Wednesday, December 8, 2010

Tycho Brahe and Kepler

  Tycho Brahe demonstrating a celestial globe to Emperor Rudolph II by Eduard Ender, 1855

“Now it is quite clear to me that there are no solid spheres in the heavens, and those that have been devised by the authors to save the appearances, exist only in the imagination.” - Tycho Brahe

Tycho Brahe and Johannes Kepler are two colorful characters who made crucial contributions to our understanding of the universe.

Tycho’s observations were accurate enough for Kepler to discover that the planets moved in elliptic orbits, and his other laws, which gave Newton the clues he needed to establish universal law of gravitation.

Tycho built vast instruments to set accurate sights on the stars, and used multiple clocks and timekeepers. 

He achieved his goal of measuring to one minute of arc. This was a tremendous feat before the invention of the telescope. His aim was to confirm his own picture of the universe, which was that the earth was at rest, the sun went around the earth and the planets all went around the sun - an intermediate picture between Ptolemy and Copernicus.

Tycho himself was not a Copernican, but proposed a system in which the Sun orbited the Earth while the other planets orbited the Sun. His system provided a safe position for astronomers who were dissatisfied with older models but were reluctant to accept the Earth's motion. It gained a considerable following after 1616 when Rome decided officially that the heliocentric model was contrary to both philosophy and Scripture, and could be discussed only as a computational convenience that had no connection to fact. Tycho's system also offered a major innovation: while both the geocentric model and the heliocentric model as set forth by Copernicus relied on the idea of transparent rotating crystalline spheres to carry the planets in their orbits, Tycho eliminated the spheres entirely.

________________________________________

### Work to complete
Can you copy out, word for word, the part of the post on Tycho Brahe and Kepler that begins with the words containing "Tycho Brahe and Johannes" and ends with "clocks and timekeepers."?

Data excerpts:
________________________________________

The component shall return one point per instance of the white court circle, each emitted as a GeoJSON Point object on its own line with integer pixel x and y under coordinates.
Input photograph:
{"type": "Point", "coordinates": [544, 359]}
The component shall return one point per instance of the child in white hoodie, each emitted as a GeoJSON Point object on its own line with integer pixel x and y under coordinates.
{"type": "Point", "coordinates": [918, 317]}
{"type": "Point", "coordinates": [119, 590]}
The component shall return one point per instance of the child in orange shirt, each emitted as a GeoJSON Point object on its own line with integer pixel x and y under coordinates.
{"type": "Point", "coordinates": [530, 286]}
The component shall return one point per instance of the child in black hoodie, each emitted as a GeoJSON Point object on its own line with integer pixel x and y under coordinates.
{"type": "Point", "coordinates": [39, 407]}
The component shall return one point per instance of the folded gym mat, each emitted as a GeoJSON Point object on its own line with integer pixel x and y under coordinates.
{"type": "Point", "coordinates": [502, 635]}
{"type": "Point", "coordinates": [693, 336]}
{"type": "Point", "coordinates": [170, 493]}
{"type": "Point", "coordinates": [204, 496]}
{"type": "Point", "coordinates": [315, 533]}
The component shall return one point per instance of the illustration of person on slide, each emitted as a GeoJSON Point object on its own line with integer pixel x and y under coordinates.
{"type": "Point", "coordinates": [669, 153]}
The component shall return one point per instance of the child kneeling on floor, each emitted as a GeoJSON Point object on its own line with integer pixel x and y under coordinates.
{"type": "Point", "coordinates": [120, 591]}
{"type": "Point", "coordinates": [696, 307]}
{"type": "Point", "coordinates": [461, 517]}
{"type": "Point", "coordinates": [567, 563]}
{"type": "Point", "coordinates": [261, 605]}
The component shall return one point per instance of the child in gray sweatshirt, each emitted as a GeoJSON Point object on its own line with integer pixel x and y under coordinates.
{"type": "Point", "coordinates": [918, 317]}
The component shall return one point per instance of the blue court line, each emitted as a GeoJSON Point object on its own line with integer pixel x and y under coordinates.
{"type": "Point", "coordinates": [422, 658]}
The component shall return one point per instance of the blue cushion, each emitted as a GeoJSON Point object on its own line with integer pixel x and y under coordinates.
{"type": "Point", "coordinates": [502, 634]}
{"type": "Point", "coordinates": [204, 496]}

________________________________________

### Written response
Tycho Brahe and Johannes Kepler are two colorful characters who made crucial contributions to our understanding of the universe.

Tycho’s observations were accurate enough for Kepler to discover that the planets moved in elliptic orbits, and his other laws, which gave Newton the clues he needed to establish universal law of gravitation.

Tycho built vast instruments to set accurate sights on the stars, and used multiple clocks and timekeepers.